**TEXT PROVIDED:**
=== Begin Enclosure ===
The CERT Coordination Center (CERT/CC) has disclosed a security issue affecting Verizon's Voice over LTE (VoLTE) infrastructure, warning that SIP signaling traffic on the carrier's IP Multimedia Subsystem (IMS) network appears to lack IPsec integrity protection required by industry specifications.
Tracked as CVE-2026-10629 and documented in this CERT/CC advisory, the issue could allow an on-path attacker to intercept, replay, or modify VoLTE signaling traffic, potentially enabling call hijacking, spoofing, denial-of-service attacks, and manipulation of emergency call routing.
The vulnerability note was published following coordinated disclosure efforts involving researchers DongWon Lee, Jeongmin Choi, and CheolJun Park of Kyung Hee University.
According to the researchers, Verizon IMS deployments were observed transmitting SIP signaling without negotiated security protections. During testing, SIP registration exchanges lacked the Security-Client, Security-Server, and Security-Verify headers used to establish security associations, while no IPsec ESP-protected SIP traffic was detected during subsequent signaling, including REGISTER, INVITE, MESSAGE, BYE, and UPDATE requests.
=== End Enclosure ===
**WORK INSTRUCTIONS:**
a) According to the text on the Verizon VoLTE issue, which university are the credited researchers from?
b) Retype the passage of the text on the Verizon VoLTE issue starting at "The CERT Coordination" and ending at "by industry specifications.".

**Saved data entries:**
=== Begin Enclosure ===
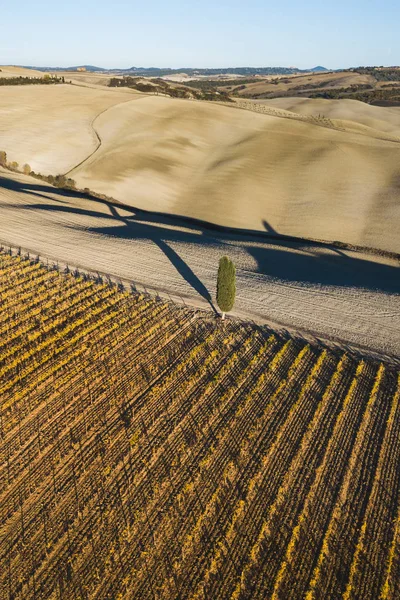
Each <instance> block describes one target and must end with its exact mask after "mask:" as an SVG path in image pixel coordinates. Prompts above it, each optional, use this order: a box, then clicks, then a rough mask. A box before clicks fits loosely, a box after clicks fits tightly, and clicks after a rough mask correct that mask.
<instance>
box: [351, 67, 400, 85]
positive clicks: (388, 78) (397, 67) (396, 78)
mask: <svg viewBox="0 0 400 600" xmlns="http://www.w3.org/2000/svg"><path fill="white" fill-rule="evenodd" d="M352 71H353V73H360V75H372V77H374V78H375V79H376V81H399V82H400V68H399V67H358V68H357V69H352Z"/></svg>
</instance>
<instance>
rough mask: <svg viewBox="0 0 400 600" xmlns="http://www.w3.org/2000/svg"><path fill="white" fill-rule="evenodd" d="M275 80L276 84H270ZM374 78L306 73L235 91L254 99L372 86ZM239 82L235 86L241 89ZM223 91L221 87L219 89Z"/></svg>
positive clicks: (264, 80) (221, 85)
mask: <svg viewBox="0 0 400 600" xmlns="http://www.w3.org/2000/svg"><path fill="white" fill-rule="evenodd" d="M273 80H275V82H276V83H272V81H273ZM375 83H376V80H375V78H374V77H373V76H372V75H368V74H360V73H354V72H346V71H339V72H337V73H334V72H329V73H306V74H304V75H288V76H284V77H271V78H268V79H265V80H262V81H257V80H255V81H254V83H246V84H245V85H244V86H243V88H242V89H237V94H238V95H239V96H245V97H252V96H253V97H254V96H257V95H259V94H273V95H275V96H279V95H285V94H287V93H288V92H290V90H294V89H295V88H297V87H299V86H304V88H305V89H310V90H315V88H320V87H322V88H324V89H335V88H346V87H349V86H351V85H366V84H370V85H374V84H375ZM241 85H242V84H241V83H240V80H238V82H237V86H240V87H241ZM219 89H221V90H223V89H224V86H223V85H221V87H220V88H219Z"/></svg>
=== End Enclosure ===
**ANSWER SECTION:**
a) Kyung Hee University.

b)
The CERT Coordination Center (CERT/CC) has disclosed a security issue affecting Verizon's Voice over LTE (VoLTE) infrastructure, warning that SIP signaling traffic on the carrier's IP Multimedia Subsystem (IMS) network appears to lack IPsec integrity protection required by industry specifications.